◆ Your objective:
Identify each line below that contains the word "query", and copy it out.

----

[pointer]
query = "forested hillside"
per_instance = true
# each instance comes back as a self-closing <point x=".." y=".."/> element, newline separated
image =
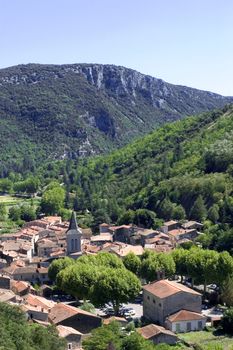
<point x="59" y="112"/>
<point x="182" y="170"/>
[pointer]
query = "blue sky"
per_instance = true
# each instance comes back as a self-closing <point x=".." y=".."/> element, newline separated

----

◆ Solution for this problem:
query = "forested hillside"
query = "blue sky"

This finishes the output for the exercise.